Passage to read
— begin —

For example—when I’m feeling down and in need of inspiration, I scour the interweb and bookstores and find that most popular discussions of manifestation involving the Law of Attraction, and creative visualization, and even ceremonial magic just plain fails to inspire me.

Why? Because most just don’t give full enough recognition and permission to how very far off the deep-end of consensus reality I actually have to go (in my own previous experience) to actually make them work.

So I’m here today to affirm for you, dear readers, that in order to perform magic, you really do have to let yourself go rather mad (by societal standards) and jump.

Because you’re reading this on the internet, and the internet loves lists, I have organized what I know to be true about the insanity required for magical effectiveness and how to attain it into seven easily consumable keys, which I now proudly present:

1. Magic is the art of unveiling your true self, which means you have to be willing to become immensely intimate with what’s already present—so much so that you forget to judge against it. 

So here you are. You’re a being full of intense passions and ideals, goals and aspirations, with gorgeous visions of how things could be—and you find yourself in the midst of this mortal, decaying, messy world.

You notice that you and the people close to you are rife with tremendous beauty and also with wounds, fears, neuroses, blocks, limitations, illness—physical and mental disturbances of all flavors.

You notice that the landscape of your world includes lovely sunsets and adorable babies and tender tree limbs bursting forth in spring—and it also includes brutally ugly Big Box retail stores, suicides of great artists, used heroin needles and crack pipes on the sidewalk, children abused by their own families, tired, elderly bag ladies shuffling around with their shopping carts, and perpetual news of war and disaster everywhere.

So what’s your subjective response to the ugliness and rot in your world and in yourself? Do you feel offended, insulted, disgusted by it? Do you want to make it go away as fast as possible so your shining vision can be unsullied?

Well, pretty much all of us do. But that very attitude of taking offense maintains you in a position of practical magic weakness.

Not to alarm you—but thinking in biblical terms, it’s actually a Luciferian position. The proud Light-Bringer, accustomed to the unending effulgence of heaven, refused to humble himself and honor the fleshy mortality of God’s creation, of humankind. In that refusal to bow to the stinky mess that is humanity and the material world, the bright angel Lucifer took himself straight to Hell. And that’s actually what most of us do, all the time.

According to Milton’s classic version of the tale in Paradise Lost, Lucifer got bored in his shimmering infernal palace and so he snuck up into the Garden of Eden, took the form of the serpent, and tricked our primordial parents Eve and Adam into eating the fruit of the Tree of the Knowledge of Good and Evil.

— end —

Record list

— begin —

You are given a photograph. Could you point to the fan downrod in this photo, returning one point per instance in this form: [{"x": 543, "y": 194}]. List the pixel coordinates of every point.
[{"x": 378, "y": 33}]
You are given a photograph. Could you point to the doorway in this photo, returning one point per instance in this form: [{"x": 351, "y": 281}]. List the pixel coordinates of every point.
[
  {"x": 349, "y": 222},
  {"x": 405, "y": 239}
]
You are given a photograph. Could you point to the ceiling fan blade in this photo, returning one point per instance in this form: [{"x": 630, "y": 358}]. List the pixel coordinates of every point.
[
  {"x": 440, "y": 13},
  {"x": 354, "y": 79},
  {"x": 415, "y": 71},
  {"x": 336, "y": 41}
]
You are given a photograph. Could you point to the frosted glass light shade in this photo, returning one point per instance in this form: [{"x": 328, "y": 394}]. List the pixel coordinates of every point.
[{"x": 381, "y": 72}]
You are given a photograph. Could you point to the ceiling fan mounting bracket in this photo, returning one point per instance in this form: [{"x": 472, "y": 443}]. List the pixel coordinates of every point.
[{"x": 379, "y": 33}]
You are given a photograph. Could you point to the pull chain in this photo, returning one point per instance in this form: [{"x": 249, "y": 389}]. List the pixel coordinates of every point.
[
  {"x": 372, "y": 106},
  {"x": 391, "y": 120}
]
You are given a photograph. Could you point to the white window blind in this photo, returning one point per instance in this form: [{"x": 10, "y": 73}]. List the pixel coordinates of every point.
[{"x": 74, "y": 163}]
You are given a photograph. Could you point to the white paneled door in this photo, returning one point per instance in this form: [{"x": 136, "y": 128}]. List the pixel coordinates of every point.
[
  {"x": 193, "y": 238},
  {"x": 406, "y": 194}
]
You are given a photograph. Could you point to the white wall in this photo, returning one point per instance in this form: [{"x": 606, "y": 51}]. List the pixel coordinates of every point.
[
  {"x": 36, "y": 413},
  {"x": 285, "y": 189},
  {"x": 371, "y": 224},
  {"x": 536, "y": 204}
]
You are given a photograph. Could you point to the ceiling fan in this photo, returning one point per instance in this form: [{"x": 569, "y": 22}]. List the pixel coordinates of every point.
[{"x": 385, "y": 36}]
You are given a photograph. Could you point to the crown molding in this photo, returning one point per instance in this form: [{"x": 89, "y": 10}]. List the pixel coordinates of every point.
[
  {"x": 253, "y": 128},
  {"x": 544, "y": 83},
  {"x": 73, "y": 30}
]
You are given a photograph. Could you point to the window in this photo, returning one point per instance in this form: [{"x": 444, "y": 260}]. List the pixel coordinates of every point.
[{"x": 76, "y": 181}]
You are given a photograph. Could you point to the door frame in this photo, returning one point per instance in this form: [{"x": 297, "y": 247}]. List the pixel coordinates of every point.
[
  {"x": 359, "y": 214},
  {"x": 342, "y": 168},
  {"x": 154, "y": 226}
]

— end —

Work required
In the text on magic, what form does Lucifer take when he sneaks into the Garden of Eden in Milton's version of the tale?

Solution to the exercise
The form of the serpent.